WHAT TO WORK ON – Copy out all of the records, exactly as they appear.

Dataset entries:
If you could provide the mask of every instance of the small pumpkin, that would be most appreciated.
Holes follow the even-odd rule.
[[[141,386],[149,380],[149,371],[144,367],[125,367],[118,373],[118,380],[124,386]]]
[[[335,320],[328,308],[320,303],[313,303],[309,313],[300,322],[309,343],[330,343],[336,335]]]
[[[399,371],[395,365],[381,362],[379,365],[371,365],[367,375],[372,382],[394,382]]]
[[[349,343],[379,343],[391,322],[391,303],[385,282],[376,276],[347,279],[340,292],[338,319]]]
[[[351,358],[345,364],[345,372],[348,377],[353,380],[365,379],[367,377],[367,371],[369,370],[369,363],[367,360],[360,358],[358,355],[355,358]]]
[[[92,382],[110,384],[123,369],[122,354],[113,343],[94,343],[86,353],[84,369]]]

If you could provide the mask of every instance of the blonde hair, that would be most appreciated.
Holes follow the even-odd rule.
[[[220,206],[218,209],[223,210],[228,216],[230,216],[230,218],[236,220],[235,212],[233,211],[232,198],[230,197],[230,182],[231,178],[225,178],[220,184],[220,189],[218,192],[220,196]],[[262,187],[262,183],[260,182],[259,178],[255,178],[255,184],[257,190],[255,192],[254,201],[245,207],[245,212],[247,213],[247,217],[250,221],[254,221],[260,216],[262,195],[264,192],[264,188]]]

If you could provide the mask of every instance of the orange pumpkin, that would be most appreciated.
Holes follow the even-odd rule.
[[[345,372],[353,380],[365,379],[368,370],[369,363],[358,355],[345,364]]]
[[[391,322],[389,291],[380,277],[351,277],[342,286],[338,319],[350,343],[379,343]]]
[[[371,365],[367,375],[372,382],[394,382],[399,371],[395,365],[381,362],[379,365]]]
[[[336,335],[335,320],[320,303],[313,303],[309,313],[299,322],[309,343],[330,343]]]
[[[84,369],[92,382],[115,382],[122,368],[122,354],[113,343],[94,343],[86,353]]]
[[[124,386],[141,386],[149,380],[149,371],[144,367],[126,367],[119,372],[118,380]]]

RESULT OF THIS TASK –
If you could provide the mask of every instance of the small pumpkin, that would be most appreciated.
Holes follow the even-odd rule.
[[[141,386],[149,380],[149,371],[144,367],[125,367],[118,373],[118,380],[124,386]]]
[[[335,320],[328,308],[320,303],[313,303],[309,313],[300,322],[309,343],[330,343],[336,335]]]
[[[399,371],[395,365],[381,362],[379,365],[371,365],[367,375],[372,382],[394,382]]]
[[[349,343],[379,343],[391,322],[391,303],[385,282],[376,276],[347,279],[340,292],[338,319]]]
[[[351,358],[345,364],[345,372],[348,377],[353,380],[365,379],[367,377],[367,371],[369,370],[369,363],[367,360],[360,358],[358,355],[355,358]]]
[[[92,382],[110,384],[123,369],[122,354],[113,343],[94,343],[86,353],[84,369]]]

If you could provide the mask of every instance of the blonde hair, that would be most appreciated.
Holes follow the even-odd rule.
[[[220,206],[218,209],[223,210],[228,216],[230,216],[230,218],[236,220],[235,212],[233,211],[232,198],[230,197],[230,182],[231,178],[225,178],[220,184],[220,189],[218,192],[220,196]],[[262,187],[262,183],[260,182],[259,178],[255,178],[255,184],[257,190],[255,192],[254,201],[245,207],[245,212],[247,213],[247,217],[250,221],[254,221],[260,216],[262,195],[264,192],[264,188]]]

If you could provide the mask of every instance of the orange pumpkin, that would be most appreciated.
Holes follow the even-odd rule.
[[[345,372],[353,380],[365,379],[368,370],[369,363],[358,355],[345,364]]]
[[[391,322],[389,291],[380,277],[351,277],[342,286],[338,319],[350,343],[379,343]]]
[[[371,365],[367,375],[372,382],[394,382],[399,371],[395,365],[381,362],[379,365]]]
[[[336,335],[335,320],[320,303],[313,303],[309,313],[299,322],[309,343],[330,343]]]
[[[84,369],[92,382],[115,382],[122,368],[122,354],[113,343],[94,343],[86,353]]]
[[[124,386],[141,386],[149,380],[149,371],[144,367],[126,367],[119,372],[118,380]]]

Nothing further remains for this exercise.